:: What the exercise asks ::
Can you put every line of the records below into a Markdown table with two columns, Row and Line, numbering the rows and leaving out blank lines?

:: Extracted records ::
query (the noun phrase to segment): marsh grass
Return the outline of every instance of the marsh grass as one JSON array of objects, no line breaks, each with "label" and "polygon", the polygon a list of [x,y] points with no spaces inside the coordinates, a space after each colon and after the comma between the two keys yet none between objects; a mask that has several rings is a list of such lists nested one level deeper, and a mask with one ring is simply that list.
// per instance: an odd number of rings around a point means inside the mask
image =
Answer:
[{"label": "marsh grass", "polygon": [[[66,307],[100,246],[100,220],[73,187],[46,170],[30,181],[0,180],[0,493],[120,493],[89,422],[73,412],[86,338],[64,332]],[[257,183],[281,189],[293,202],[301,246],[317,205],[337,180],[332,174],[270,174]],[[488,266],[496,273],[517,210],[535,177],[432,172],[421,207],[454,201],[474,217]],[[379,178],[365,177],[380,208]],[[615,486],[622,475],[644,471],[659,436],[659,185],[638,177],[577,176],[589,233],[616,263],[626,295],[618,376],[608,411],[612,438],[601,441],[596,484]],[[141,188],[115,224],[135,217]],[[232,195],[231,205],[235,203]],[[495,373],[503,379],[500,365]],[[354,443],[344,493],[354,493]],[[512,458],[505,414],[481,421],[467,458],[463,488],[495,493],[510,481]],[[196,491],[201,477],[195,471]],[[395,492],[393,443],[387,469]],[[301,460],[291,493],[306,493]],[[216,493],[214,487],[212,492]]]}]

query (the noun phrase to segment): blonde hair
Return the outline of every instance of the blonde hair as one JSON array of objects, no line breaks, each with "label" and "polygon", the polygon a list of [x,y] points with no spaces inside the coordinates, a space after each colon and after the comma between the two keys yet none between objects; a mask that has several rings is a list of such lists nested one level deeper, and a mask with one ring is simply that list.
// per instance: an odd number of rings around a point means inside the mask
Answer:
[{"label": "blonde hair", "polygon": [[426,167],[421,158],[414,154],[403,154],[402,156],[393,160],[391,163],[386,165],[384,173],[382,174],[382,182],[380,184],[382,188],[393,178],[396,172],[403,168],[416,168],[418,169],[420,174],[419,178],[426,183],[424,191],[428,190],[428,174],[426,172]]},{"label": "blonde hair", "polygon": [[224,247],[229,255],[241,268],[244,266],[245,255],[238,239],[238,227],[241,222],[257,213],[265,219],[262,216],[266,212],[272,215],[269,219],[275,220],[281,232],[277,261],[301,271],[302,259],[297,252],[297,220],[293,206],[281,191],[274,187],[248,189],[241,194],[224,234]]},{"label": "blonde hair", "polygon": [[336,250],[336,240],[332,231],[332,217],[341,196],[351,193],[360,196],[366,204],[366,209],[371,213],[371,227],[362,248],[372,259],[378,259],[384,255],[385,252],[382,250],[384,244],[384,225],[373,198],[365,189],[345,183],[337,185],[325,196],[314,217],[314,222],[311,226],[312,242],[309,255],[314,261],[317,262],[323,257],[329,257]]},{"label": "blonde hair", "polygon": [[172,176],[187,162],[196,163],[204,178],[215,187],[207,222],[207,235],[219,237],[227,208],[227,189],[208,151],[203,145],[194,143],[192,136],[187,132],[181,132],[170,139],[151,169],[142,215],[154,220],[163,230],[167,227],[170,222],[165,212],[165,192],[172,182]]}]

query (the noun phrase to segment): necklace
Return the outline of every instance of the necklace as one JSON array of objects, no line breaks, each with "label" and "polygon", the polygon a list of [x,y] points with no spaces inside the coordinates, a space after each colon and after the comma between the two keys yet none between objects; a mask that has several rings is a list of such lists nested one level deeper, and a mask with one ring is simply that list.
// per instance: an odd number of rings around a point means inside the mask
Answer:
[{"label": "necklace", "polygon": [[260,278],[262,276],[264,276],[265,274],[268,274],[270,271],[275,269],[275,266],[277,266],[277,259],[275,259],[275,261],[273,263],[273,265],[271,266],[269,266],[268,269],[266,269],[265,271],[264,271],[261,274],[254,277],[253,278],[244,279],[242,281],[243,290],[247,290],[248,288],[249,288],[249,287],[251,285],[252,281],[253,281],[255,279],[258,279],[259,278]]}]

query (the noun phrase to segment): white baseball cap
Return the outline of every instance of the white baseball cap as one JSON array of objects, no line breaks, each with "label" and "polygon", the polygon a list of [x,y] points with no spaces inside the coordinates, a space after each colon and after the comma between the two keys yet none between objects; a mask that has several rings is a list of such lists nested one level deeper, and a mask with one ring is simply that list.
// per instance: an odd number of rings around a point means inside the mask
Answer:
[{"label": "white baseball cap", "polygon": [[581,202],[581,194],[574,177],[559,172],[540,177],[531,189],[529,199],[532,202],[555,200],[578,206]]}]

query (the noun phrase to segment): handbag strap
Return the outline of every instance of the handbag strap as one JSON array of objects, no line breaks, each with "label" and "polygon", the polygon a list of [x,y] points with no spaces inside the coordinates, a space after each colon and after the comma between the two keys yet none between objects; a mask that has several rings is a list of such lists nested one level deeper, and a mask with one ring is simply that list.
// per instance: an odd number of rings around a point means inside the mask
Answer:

:: Response to this task ::
| Row | Line |
|---|---|
| 1 | query (the noun phrase to segment): marsh grass |
| 2 | Return the outline of every instance of the marsh grass as one JSON array of objects, no line breaks, each with "label" and "polygon", the polygon a list of [x,y] points with no spaces inside the coordinates, a space after each colon and after the comma between the two keys yet none between objects; a mask that has several rings is a list of such lists nested one level deeper, and a mask with one ring is simply that list. |
| 3 | // per instance: an odd number of rings around a point means inside the mask |
| 4 | image = |
| 5 | Answer: |
| 6 | [{"label": "marsh grass", "polygon": [[[66,307],[100,246],[100,220],[73,187],[46,170],[30,181],[0,180],[0,493],[120,493],[89,422],[73,412],[86,338],[64,332]],[[257,183],[281,189],[293,202],[301,246],[317,205],[337,180],[332,174],[270,174]],[[488,266],[496,273],[517,210],[535,177],[432,172],[421,207],[454,201],[474,217]],[[379,178],[365,177],[380,208]],[[615,486],[622,475],[644,471],[659,436],[659,185],[638,177],[577,176],[589,233],[616,263],[626,295],[618,376],[608,411],[612,438],[601,441],[596,484]],[[141,188],[115,224],[135,217]],[[232,195],[231,205],[235,203]],[[495,373],[503,379],[500,365]],[[354,443],[344,493],[354,493]],[[512,458],[505,414],[481,421],[467,458],[463,488],[495,493],[510,481]],[[196,491],[201,477],[195,471]],[[395,492],[393,443],[387,469]],[[301,460],[291,493],[306,493]],[[216,493],[214,487],[212,492]]]}] |
| 7 | query (the noun phrase to segment): blonde hair |
| 8 | Return the outline of every instance of the blonde hair as one JSON array of objects, no line breaks, each with "label" and "polygon", the polygon a list of [x,y] points with no spaces inside the coordinates, a space after each colon and after the comma between the two keys yet none between objects; a mask that has several rings is a list of such lists nested one level deeper, and a mask with one ring is simply that list. |
| 9 | // per instance: an odd number of rings around a point means inside the mask |
| 10 | Answer: |
| 11 | [{"label": "blonde hair", "polygon": [[426,167],[421,158],[414,154],[403,154],[402,156],[393,160],[391,163],[386,165],[384,173],[382,174],[382,182],[380,184],[382,188],[393,178],[396,172],[403,168],[416,168],[418,169],[420,174],[419,178],[426,183],[424,191],[428,190],[428,174],[426,172]]},{"label": "blonde hair", "polygon": [[224,247],[229,255],[241,268],[244,266],[245,255],[238,239],[238,227],[241,222],[257,213],[265,219],[262,216],[266,212],[272,215],[269,219],[275,220],[281,232],[277,261],[301,271],[302,259],[297,252],[297,220],[293,206],[281,191],[274,187],[248,189],[241,194],[224,234]]},{"label": "blonde hair", "polygon": [[336,250],[336,240],[332,231],[332,217],[341,196],[351,193],[360,196],[366,204],[366,209],[371,213],[371,227],[362,248],[372,259],[378,259],[384,255],[385,252],[382,250],[384,244],[384,225],[373,198],[365,189],[345,183],[337,185],[325,196],[314,217],[314,222],[311,226],[312,242],[309,255],[314,261],[317,262],[323,257],[329,257]]},{"label": "blonde hair", "polygon": [[172,176],[187,162],[196,163],[204,178],[215,187],[207,222],[207,235],[219,237],[227,208],[227,189],[208,151],[203,145],[194,143],[192,136],[187,132],[181,132],[170,139],[151,169],[142,215],[154,220],[163,230],[167,227],[170,222],[165,212],[165,192],[172,182]]}] |
| 12 | query (the noun phrase to segment): necklace |
| 13 | Return the outline of every instance of the necklace as one JSON array of objects, no line breaks, each with "label" and "polygon", the polygon a list of [x,y] points with no spaces inside the coordinates, a space after each colon and after the comma between the two keys yet none between objects; a mask that has several rings is a list of such lists nested one level deeper, and a mask with one ring is simply that list. |
| 14 | // per instance: an odd number of rings around a point means inside the mask |
| 15 | Answer: |
| 16 | [{"label": "necklace", "polygon": [[260,278],[262,276],[264,276],[265,274],[268,274],[270,271],[275,269],[275,266],[277,266],[277,259],[275,259],[275,261],[273,263],[273,265],[271,266],[269,266],[268,269],[266,269],[265,271],[264,271],[261,274],[254,277],[253,278],[244,279],[242,281],[243,290],[247,290],[248,288],[249,288],[249,287],[251,285],[252,281],[253,281],[255,279],[258,279],[259,278]]}] |
| 17 | query (the noun phrase to segment): white baseball cap |
| 18 | Return the outline of every instance of the white baseball cap as one JSON array of objects, no line breaks, each with "label" and "polygon", the polygon a list of [x,y] points with no spaces inside the coordinates, a space after each colon and after the comma between the two keys yet none between objects; a mask that has several rings is a list of such lists nested one level deeper, and a mask with one ring is simply that list. |
| 19 | // per instance: an odd number of rings around a point means inside the mask |
| 20 | Answer: |
| 21 | [{"label": "white baseball cap", "polygon": [[581,202],[581,194],[574,177],[559,172],[540,177],[531,189],[529,199],[532,202],[555,200],[578,206]]}] |
| 22 | query (the noun phrase to segment): handbag strap |
| 23 | Return the outline of every instance of the handbag strap as one JSON array of objects, no line breaks, each with "label" and "polygon", the polygon a list of [x,y] points with no spaces inside the coordinates, a space after each colon and after the comma between the two keys yet none between objects; a mask that has several rings is a list of such lists nested one level deeper, and a mask with one ring is simply that list. |
| 24 | // per instance: an odd number of rings around a point means inside the mask |
| 25 | Answer: |